*** STUDY TEXT Section Begins ***

Characteristics of the hyperlipidemic and control patients.

	Control (n=32)	Hyperlipidemia (n=72)
Age (years)	48.2±9.5	49.4±10.3
Male (%)	46.8	51.4
Smokers (%)	31.3	34.7
Drinking (%)	21.9	20.8
Diabetes (%)	28.1	25.0
Hypertension (%)	34.4	36.1
Aspirin (%)	15.6	19.4
β-blocker (%)	6.3	6.9
Calcium blocker (%)	25.0	27.8
ACEI/ARB (%)	18.8	19.4
BMI (kg/m2)	23.9±3.3	25.0±4.1
TC (mmol/l)	4.34±0.89	6.37±0.94a
TG (mmol/l)	1.54±0.68	1.91±0.77
HDL (mmol/l)	1.06±0.31	0.98±0.35
LDL (mmol/l)	2.57±0.82	4.99±0.75a
hs-CRP (mg/l)	1.53±0.45	3.91±1.06a
HMGB1 (ng/ml)	2.11±0.95	5.42±1.56a

Data are presented as means ± SD. Smoking, ≥half pack/d within three months before this study; Drinking, ≥50g/d white wine within three months before this study; ACEI, angiotensin converting enzyme inhibitor; ARB, angiotensin receptor blocker; BMI, body mass index; TC, total cholesterol; TG, triglycerides; HDL-C, high-density lipoprotein cholesterol; LDL-C, low-density lipoprotein cholesterol; hs-CRP, high-sensitivity C-reactive protein; HMGB1, high mobility group box 1 protein.

*** STUDY TEXT Section Ends ***

ACTIVITY LIST.
A: In the patient characteristics table, what does a patient's habit have to be for that patient to count as a smoker and as a drinker?
B: Which measures in the patient characteristics table are given in mmol/l?

*** GIVEN RECORDS Section Begins ***

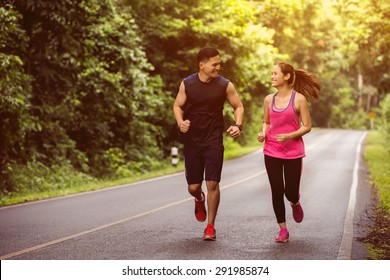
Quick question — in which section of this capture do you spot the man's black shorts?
[184,143,224,185]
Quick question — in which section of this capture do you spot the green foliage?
[0,5,34,190]
[0,160,96,205]
[365,131,390,212]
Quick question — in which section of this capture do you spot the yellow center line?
[0,133,332,260]
[0,170,265,260]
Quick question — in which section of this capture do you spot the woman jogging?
[258,62,320,243]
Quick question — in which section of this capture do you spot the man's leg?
[188,184,203,200]
[206,180,221,225]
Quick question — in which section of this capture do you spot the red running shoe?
[195,192,207,222]
[203,224,217,241]
[275,228,290,243]
[290,201,303,223]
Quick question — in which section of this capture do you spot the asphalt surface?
[0,129,371,260]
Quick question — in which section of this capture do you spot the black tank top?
[181,73,230,146]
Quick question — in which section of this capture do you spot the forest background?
[0,0,390,202]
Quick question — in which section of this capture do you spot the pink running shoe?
[203,224,217,241]
[290,201,303,223]
[195,192,207,222]
[275,228,290,243]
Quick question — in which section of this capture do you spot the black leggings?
[264,155,302,224]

*** GIVEN RECORDS Section Ends ***

YOUR RESPONSES.
A: A smoker smoked at least half a pack a day within the three months before the study. A drinker drank at least 50 g of white wine a day within the three months before the study.

B: TC (total cholesterol), TG (triglycerides), HDL (high-density lipoprotein cholesterol), and LDL (low-density lipoprotein cholesterol).